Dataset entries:

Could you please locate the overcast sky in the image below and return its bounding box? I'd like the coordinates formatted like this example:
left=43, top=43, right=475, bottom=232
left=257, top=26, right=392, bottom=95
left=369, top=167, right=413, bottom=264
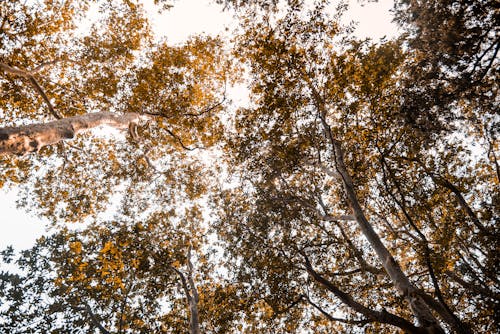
left=0, top=0, right=397, bottom=249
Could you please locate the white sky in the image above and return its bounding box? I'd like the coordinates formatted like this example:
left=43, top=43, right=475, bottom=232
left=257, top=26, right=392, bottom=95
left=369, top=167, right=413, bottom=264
left=0, top=0, right=397, bottom=250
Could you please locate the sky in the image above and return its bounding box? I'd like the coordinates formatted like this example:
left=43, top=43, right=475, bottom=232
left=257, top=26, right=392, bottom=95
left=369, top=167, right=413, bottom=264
left=0, top=0, right=397, bottom=250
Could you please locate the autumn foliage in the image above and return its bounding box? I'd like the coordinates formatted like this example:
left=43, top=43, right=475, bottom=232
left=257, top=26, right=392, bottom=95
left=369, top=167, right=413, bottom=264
left=0, top=0, right=500, bottom=334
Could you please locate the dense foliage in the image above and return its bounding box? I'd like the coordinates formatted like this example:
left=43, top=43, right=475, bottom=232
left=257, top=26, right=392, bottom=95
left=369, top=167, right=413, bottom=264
left=0, top=0, right=500, bottom=333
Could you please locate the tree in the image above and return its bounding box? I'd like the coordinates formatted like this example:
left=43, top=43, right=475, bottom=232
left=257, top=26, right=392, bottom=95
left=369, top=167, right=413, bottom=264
left=214, top=1, right=498, bottom=333
left=0, top=0, right=499, bottom=333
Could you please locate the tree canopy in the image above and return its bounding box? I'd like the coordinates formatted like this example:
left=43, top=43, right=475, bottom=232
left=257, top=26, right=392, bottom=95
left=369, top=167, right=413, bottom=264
left=0, top=0, right=500, bottom=334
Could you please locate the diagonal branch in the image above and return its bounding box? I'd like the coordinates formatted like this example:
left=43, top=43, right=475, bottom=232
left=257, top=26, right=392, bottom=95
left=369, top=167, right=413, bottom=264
left=0, top=112, right=148, bottom=155
left=302, top=253, right=422, bottom=334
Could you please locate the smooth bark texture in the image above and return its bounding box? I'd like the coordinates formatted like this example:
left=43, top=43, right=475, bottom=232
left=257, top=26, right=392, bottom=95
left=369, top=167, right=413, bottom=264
left=325, top=132, right=444, bottom=333
left=0, top=112, right=149, bottom=155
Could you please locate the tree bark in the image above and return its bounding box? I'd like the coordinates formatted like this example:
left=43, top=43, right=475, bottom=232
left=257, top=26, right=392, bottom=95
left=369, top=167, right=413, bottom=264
left=0, top=112, right=150, bottom=155
left=325, top=136, right=444, bottom=333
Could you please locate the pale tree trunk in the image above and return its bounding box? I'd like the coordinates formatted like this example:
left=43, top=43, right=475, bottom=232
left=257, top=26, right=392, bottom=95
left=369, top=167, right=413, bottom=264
left=328, top=137, right=444, bottom=333
left=170, top=248, right=201, bottom=334
left=0, top=112, right=149, bottom=155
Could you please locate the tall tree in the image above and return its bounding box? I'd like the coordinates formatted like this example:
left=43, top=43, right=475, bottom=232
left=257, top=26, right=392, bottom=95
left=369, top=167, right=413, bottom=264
left=214, top=1, right=498, bottom=333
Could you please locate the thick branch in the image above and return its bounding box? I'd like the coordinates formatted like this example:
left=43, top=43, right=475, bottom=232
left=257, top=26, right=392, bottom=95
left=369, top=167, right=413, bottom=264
left=85, top=303, right=111, bottom=334
left=0, top=63, right=62, bottom=119
left=303, top=254, right=422, bottom=333
left=330, top=137, right=444, bottom=333
left=0, top=112, right=150, bottom=155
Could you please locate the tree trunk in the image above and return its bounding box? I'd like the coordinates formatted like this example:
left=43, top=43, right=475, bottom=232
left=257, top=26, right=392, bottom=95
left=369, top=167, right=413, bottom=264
left=0, top=112, right=149, bottom=155
left=327, top=137, right=444, bottom=333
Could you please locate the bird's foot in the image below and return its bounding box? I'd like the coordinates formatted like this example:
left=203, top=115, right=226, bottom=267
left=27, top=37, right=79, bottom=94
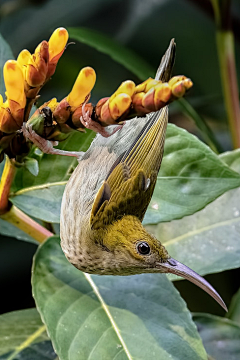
left=22, top=123, right=84, bottom=159
left=80, top=104, right=125, bottom=138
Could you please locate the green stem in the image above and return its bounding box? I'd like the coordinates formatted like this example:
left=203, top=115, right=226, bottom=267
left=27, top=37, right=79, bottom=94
left=216, top=30, right=240, bottom=149
left=211, top=0, right=240, bottom=148
left=0, top=205, right=53, bottom=243
left=0, top=156, right=16, bottom=215
left=177, top=98, right=222, bottom=154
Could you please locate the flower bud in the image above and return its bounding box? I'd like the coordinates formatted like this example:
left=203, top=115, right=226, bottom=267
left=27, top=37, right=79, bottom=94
left=1, top=60, right=26, bottom=126
left=47, top=28, right=68, bottom=78
left=67, top=66, right=96, bottom=108
left=110, top=80, right=135, bottom=102
left=25, top=41, right=49, bottom=87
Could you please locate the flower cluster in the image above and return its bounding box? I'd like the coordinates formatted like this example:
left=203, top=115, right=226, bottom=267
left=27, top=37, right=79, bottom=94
left=0, top=28, right=192, bottom=161
left=0, top=28, right=68, bottom=160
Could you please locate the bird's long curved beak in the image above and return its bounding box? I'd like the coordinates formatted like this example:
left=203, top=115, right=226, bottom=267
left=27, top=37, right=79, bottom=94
left=156, top=258, right=228, bottom=311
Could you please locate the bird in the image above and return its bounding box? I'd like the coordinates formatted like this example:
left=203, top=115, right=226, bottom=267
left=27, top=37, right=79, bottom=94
left=60, top=39, right=227, bottom=311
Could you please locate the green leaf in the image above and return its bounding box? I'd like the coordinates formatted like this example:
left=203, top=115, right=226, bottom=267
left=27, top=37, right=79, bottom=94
left=144, top=124, right=240, bottom=224
left=24, top=158, right=39, bottom=176
left=68, top=27, right=154, bottom=80
left=68, top=27, right=221, bottom=152
left=226, top=289, right=240, bottom=326
left=10, top=181, right=66, bottom=223
left=193, top=313, right=240, bottom=360
left=0, top=309, right=56, bottom=360
left=32, top=237, right=206, bottom=360
left=0, top=34, right=14, bottom=98
left=0, top=219, right=38, bottom=244
left=12, top=131, right=96, bottom=191
left=147, top=150, right=240, bottom=279
left=10, top=124, right=240, bottom=224
left=219, top=149, right=240, bottom=173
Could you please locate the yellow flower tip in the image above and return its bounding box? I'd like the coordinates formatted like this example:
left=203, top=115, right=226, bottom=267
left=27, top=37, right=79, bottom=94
left=3, top=60, right=26, bottom=109
left=172, top=81, right=186, bottom=98
left=109, top=94, right=132, bottom=120
left=145, top=79, right=159, bottom=93
left=17, top=49, right=32, bottom=66
left=67, top=66, right=96, bottom=107
left=48, top=27, right=68, bottom=61
left=110, top=80, right=136, bottom=102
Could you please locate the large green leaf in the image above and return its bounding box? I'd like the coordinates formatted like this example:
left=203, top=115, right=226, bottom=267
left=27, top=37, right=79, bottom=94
left=13, top=131, right=95, bottom=191
left=10, top=124, right=240, bottom=224
left=0, top=309, right=57, bottom=360
left=147, top=150, right=240, bottom=279
left=193, top=313, right=240, bottom=360
left=32, top=237, right=206, bottom=360
left=226, top=289, right=240, bottom=326
left=0, top=34, right=14, bottom=98
left=68, top=27, right=154, bottom=80
left=144, top=124, right=240, bottom=224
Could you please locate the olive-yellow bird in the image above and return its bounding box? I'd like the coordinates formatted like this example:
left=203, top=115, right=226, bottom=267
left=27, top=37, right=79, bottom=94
left=60, top=40, right=227, bottom=310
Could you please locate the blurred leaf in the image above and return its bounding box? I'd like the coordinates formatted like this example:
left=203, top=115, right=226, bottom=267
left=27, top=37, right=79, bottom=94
left=10, top=181, right=66, bottom=223
left=0, top=309, right=56, bottom=360
left=226, top=289, right=240, bottom=326
left=0, top=219, right=38, bottom=244
left=68, top=27, right=154, bottom=80
left=143, top=124, right=240, bottom=224
left=147, top=150, right=240, bottom=279
left=0, top=34, right=14, bottom=94
left=24, top=158, right=39, bottom=176
left=10, top=124, right=240, bottom=224
left=193, top=313, right=240, bottom=360
left=32, top=237, right=206, bottom=360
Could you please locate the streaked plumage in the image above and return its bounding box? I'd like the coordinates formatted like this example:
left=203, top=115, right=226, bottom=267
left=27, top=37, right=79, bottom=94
left=60, top=40, right=226, bottom=309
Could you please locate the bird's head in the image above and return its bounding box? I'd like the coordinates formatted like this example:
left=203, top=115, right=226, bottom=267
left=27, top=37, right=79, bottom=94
left=100, top=216, right=227, bottom=311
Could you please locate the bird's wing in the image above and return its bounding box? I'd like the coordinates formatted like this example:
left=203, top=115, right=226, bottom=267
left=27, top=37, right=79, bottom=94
left=90, top=39, right=176, bottom=229
left=90, top=107, right=168, bottom=229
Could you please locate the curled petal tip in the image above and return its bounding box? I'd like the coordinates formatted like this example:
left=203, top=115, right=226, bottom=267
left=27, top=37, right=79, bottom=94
left=109, top=94, right=132, bottom=120
left=3, top=60, right=26, bottom=109
left=48, top=27, right=68, bottom=61
left=67, top=66, right=96, bottom=107
left=156, top=258, right=228, bottom=311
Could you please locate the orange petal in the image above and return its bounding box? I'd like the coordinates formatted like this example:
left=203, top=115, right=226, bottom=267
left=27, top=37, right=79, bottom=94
left=3, top=60, right=26, bottom=109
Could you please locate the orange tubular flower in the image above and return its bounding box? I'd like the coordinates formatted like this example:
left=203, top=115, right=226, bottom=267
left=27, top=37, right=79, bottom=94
left=25, top=41, right=49, bottom=87
left=47, top=28, right=68, bottom=78
left=0, top=60, right=26, bottom=133
left=53, top=66, right=96, bottom=127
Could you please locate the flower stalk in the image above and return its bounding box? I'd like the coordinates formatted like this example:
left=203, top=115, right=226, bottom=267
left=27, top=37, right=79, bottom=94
left=211, top=0, right=240, bottom=148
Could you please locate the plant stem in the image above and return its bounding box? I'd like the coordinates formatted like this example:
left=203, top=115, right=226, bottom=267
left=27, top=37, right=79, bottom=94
left=0, top=156, right=16, bottom=215
left=0, top=205, right=53, bottom=243
left=216, top=30, right=240, bottom=149
left=211, top=0, right=240, bottom=148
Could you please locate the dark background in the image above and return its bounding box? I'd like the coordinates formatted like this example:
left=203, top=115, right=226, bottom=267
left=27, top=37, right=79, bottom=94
left=0, top=0, right=240, bottom=315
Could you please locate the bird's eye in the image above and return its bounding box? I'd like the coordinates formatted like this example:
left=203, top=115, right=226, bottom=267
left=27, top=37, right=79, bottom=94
left=137, top=241, right=150, bottom=255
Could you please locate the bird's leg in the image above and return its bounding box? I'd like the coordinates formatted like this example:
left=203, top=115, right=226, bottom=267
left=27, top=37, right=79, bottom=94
left=22, top=123, right=84, bottom=160
left=80, top=104, right=124, bottom=137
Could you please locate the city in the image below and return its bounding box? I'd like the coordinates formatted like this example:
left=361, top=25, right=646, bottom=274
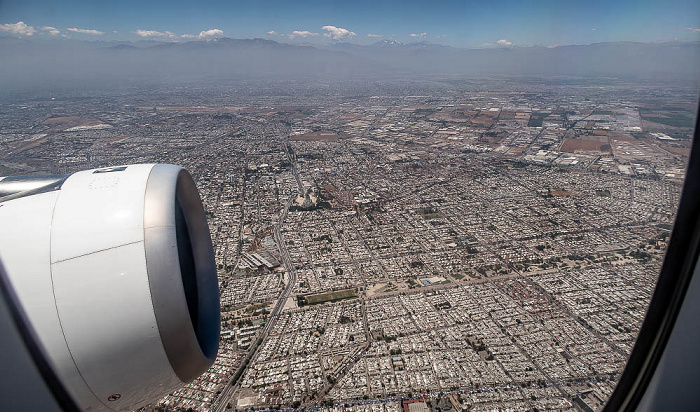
left=0, top=75, right=697, bottom=411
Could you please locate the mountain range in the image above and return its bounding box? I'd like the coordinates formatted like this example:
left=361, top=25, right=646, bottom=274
left=0, top=37, right=700, bottom=88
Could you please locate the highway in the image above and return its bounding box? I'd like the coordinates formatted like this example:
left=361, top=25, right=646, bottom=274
left=211, top=141, right=302, bottom=412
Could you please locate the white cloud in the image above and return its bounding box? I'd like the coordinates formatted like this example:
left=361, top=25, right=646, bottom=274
left=321, top=26, right=356, bottom=40
left=41, top=26, right=61, bottom=36
left=134, top=29, right=177, bottom=39
left=182, top=29, right=224, bottom=40
left=287, top=30, right=318, bottom=39
left=0, top=21, right=36, bottom=37
left=66, top=27, right=105, bottom=36
left=197, top=29, right=224, bottom=39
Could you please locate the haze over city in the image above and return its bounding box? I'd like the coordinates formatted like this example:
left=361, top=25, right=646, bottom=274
left=0, top=1, right=700, bottom=411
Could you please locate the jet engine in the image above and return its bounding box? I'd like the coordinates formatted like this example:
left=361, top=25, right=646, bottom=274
left=0, top=164, right=220, bottom=411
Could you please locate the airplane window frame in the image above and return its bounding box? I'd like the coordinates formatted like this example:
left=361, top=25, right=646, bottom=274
left=603, top=109, right=700, bottom=412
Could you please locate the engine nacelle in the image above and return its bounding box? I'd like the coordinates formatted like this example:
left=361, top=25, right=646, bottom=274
left=0, top=164, right=220, bottom=410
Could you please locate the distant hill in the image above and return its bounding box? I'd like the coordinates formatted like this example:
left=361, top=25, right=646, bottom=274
left=0, top=36, right=700, bottom=88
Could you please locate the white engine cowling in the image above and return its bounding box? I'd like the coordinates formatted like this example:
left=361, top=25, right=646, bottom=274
left=0, top=164, right=220, bottom=410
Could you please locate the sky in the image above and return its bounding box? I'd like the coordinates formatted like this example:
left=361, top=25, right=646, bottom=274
left=0, top=0, right=700, bottom=47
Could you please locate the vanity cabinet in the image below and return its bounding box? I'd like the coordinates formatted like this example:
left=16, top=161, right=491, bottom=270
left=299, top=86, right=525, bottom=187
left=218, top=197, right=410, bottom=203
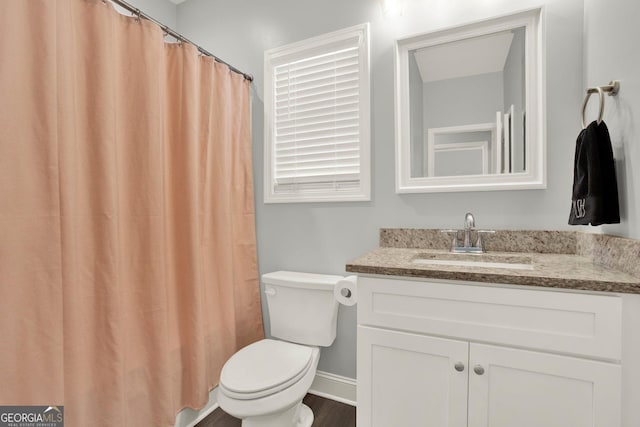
left=357, top=277, right=621, bottom=427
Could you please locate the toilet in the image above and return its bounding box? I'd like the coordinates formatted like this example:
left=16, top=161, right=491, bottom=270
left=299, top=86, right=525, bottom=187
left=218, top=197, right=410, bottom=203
left=218, top=271, right=343, bottom=427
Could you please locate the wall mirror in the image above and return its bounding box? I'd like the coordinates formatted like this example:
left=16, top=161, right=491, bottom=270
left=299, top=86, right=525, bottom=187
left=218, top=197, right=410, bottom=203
left=395, top=9, right=546, bottom=193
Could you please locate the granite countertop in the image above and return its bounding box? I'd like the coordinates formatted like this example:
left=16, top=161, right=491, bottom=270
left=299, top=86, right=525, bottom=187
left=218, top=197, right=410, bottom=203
left=346, top=229, right=640, bottom=294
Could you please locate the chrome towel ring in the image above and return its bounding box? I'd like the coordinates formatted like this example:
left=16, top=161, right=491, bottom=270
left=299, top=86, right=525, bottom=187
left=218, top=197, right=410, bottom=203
left=582, top=80, right=620, bottom=129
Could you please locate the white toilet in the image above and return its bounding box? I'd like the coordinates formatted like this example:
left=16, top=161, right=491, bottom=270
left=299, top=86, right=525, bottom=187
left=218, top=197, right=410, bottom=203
left=218, top=271, right=343, bottom=427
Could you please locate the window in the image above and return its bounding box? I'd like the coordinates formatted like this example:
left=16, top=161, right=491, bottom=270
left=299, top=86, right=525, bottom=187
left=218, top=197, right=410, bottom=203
left=264, top=24, right=370, bottom=203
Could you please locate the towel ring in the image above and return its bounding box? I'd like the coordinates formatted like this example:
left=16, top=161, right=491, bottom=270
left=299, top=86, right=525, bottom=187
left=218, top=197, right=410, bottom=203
left=582, top=87, right=604, bottom=129
left=582, top=80, right=620, bottom=129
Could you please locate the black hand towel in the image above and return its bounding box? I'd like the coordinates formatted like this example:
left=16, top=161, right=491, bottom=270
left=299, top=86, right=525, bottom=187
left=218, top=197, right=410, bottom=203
left=569, top=121, right=620, bottom=225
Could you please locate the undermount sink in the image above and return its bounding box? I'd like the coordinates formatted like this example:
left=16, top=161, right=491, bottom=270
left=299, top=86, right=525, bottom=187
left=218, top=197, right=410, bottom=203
left=411, top=253, right=533, bottom=270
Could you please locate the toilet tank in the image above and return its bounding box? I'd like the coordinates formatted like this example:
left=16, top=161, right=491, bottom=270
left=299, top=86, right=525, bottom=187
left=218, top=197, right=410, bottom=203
left=262, top=271, right=343, bottom=347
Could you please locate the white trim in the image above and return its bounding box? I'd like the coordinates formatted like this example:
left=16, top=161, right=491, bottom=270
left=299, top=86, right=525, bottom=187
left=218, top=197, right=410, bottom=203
left=175, top=371, right=356, bottom=427
left=394, top=8, right=547, bottom=193
left=264, top=23, right=371, bottom=203
left=309, top=371, right=357, bottom=406
left=175, top=387, right=220, bottom=427
left=424, top=123, right=497, bottom=177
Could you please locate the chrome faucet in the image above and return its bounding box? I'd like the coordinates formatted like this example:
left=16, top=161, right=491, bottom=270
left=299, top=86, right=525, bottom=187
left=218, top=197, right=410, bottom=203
left=442, top=212, right=495, bottom=254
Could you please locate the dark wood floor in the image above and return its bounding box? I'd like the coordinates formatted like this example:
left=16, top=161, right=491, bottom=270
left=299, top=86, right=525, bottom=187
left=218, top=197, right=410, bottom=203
left=196, top=394, right=356, bottom=427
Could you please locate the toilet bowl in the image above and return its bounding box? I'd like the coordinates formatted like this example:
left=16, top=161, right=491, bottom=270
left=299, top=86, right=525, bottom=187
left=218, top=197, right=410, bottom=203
left=218, top=271, right=342, bottom=427
left=218, top=339, right=320, bottom=427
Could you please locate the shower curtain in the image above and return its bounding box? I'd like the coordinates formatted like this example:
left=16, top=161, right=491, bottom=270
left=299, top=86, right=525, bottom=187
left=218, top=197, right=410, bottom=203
left=0, top=0, right=263, bottom=427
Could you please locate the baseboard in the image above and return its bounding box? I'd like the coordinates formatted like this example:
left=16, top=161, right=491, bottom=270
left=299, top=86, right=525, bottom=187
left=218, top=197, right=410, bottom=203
left=309, top=371, right=356, bottom=406
left=175, top=371, right=356, bottom=427
left=175, top=387, right=220, bottom=427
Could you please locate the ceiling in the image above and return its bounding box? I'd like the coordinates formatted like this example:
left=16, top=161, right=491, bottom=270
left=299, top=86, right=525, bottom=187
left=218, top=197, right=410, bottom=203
left=415, top=31, right=513, bottom=83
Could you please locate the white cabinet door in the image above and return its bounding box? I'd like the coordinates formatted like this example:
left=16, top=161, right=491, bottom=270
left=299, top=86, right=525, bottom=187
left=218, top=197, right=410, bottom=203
left=469, top=344, right=621, bottom=427
left=357, top=326, right=469, bottom=427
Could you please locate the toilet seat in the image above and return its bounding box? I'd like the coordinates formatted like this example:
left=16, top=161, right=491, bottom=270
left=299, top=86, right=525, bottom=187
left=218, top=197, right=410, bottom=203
left=220, top=339, right=313, bottom=400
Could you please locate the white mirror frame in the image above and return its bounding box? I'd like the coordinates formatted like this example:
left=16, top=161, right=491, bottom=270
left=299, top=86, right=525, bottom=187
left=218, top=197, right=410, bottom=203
left=395, top=8, right=547, bottom=193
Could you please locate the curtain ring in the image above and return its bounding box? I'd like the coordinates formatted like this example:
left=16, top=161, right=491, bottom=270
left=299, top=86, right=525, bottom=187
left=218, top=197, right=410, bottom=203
left=582, top=87, right=604, bottom=129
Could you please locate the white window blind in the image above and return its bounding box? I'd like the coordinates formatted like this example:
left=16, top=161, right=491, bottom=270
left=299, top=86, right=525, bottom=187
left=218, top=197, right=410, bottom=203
left=265, top=26, right=369, bottom=201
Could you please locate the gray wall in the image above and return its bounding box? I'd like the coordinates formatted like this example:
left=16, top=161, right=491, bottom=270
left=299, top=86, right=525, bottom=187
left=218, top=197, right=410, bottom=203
left=178, top=0, right=584, bottom=377
left=504, top=28, right=525, bottom=172
left=409, top=55, right=426, bottom=176
left=422, top=71, right=504, bottom=132
left=584, top=0, right=640, bottom=239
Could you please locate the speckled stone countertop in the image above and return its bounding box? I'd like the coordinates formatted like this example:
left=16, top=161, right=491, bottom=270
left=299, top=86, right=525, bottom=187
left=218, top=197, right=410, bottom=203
left=346, top=229, right=640, bottom=294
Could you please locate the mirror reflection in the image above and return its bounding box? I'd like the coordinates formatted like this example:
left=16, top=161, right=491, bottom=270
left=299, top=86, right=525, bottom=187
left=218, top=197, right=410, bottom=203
left=408, top=27, right=527, bottom=178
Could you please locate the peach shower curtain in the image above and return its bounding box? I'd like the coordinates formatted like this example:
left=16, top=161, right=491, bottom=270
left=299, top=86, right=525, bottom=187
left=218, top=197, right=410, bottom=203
left=0, top=0, right=262, bottom=427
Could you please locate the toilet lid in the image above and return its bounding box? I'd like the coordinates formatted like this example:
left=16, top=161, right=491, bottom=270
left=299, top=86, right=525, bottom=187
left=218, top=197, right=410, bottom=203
left=220, top=339, right=313, bottom=398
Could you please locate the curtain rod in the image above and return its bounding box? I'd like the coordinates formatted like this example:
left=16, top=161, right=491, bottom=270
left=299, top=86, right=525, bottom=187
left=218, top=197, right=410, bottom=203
left=103, top=0, right=253, bottom=82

**WRITTEN TASK**
Present the lines of the records from the line containing "Could you please locate the mountain" through the line containing "left=211, top=141, right=302, bottom=412", with both of those lines included, as a numbered list, and omit any blank lines.

**ANSWER TO THE TASK**
1. Could you please locate the mountain range in the image above and return its bounding box? I'd like the coordinates formatted like this example:
2. left=361, top=25, right=646, bottom=274
3. left=0, top=37, right=700, bottom=88
4. Could you please locate the highway in the image above and return its bounding box? I'd like the coordinates formatted like this example:
5. left=361, top=25, right=646, bottom=274
6. left=211, top=141, right=302, bottom=412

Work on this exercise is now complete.